Sob seu ponto de vista, ela é capaz de ampliar a percepção e a consciência, porque permite a vivência de fenômenos diversos, como a melodia, o ritmo e a harmonia. Obviamente, falar sobre parâmetros sonoros é falar sobre música, mas é preciso atentar que as características dos sons não são, ainda, a própria música. Ela não é melodia, ritmo ou harmonia; ela é também melodia, ritmo ou harmonia, dentre outras possibilidades de organização do material sonoro.
Para John Cage
“Música é sons, sons à nossa volta, quer estejamos dentro ou fora das salas de concerto”.
Segundo ele, a escuta torna música aquilo que, por princípio, não é música. Em sua concepção, a construção musical se dá no nível interno, pela ação de uma escuta intencional, transformadora e geradora de significados.
As muitas músicas da música
Em nosso dia-a-dia convivemos com música e não temos dificuldade em saber do que se trata. No entanto, as manifestações musicais são extremamente diversificadas: um concerto de orquestra sinfônica, um grupo de rock, de rap, um grupo de ciranda, de maracatu, a música presente na igreja, na roda de amigos que cantam na mesa de um bar.
Sabemos que todas essas manifestações são música, mas embora tão diferentes, o que elas têm em comum? Será que a música é uma linguagem universal? O que as caracteriza como “música”? A questão inicial já não parece tão óbvia.

• [Dados para análise]
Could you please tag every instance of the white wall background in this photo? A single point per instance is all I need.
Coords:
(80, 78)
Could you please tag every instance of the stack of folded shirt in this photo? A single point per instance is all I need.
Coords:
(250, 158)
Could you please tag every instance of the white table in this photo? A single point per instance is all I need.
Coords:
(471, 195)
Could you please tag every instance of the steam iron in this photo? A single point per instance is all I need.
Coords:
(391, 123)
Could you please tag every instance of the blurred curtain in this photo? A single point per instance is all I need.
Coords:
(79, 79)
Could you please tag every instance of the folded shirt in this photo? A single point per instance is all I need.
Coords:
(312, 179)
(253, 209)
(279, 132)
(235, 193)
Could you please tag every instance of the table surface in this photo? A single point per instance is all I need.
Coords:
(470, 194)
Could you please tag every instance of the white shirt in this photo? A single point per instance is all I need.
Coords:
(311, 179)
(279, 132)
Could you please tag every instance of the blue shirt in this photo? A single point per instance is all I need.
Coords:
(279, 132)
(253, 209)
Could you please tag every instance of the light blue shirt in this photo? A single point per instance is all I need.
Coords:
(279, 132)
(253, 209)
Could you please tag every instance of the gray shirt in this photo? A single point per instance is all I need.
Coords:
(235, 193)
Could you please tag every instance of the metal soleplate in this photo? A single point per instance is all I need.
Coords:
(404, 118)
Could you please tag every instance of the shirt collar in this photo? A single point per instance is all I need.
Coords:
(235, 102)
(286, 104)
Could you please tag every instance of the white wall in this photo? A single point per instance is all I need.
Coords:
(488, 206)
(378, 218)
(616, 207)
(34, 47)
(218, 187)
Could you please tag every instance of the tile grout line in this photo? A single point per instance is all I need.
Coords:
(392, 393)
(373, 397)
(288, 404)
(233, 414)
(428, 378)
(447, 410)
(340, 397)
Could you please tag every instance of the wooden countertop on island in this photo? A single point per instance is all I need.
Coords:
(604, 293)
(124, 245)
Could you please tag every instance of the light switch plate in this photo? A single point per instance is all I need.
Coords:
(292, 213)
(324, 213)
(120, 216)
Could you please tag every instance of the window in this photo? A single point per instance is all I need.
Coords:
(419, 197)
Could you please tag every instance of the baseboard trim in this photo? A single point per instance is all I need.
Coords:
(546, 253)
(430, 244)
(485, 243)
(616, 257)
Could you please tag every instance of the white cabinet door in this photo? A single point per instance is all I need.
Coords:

• [Enunciado]
Copie sem alterações o trecho do texto sobre música que vai de "As muitas músicas" até "parece tão óbvia.", inclusive.

• [Resultado da tarefa]
As muitas músicas da música
Em nosso dia-a-dia convivemos com música e não temos dificuldade em saber do que se trata. No entanto, as manifestações musicais são extremamente diversificadas: um concerto de orquestra sinfônica, um grupo de rock, de rap, um grupo de ciranda, de maracatu, a música presente na igreja, na roda de amigos que cantam na mesa de um bar.
Sabemos que todas essas manifestações são música, mas embora tão diferentes, o que elas têm em comum? Será que a música é uma linguagem universal? O que as caracteriza como “música”? A questão inicial já não parece tão óbvia.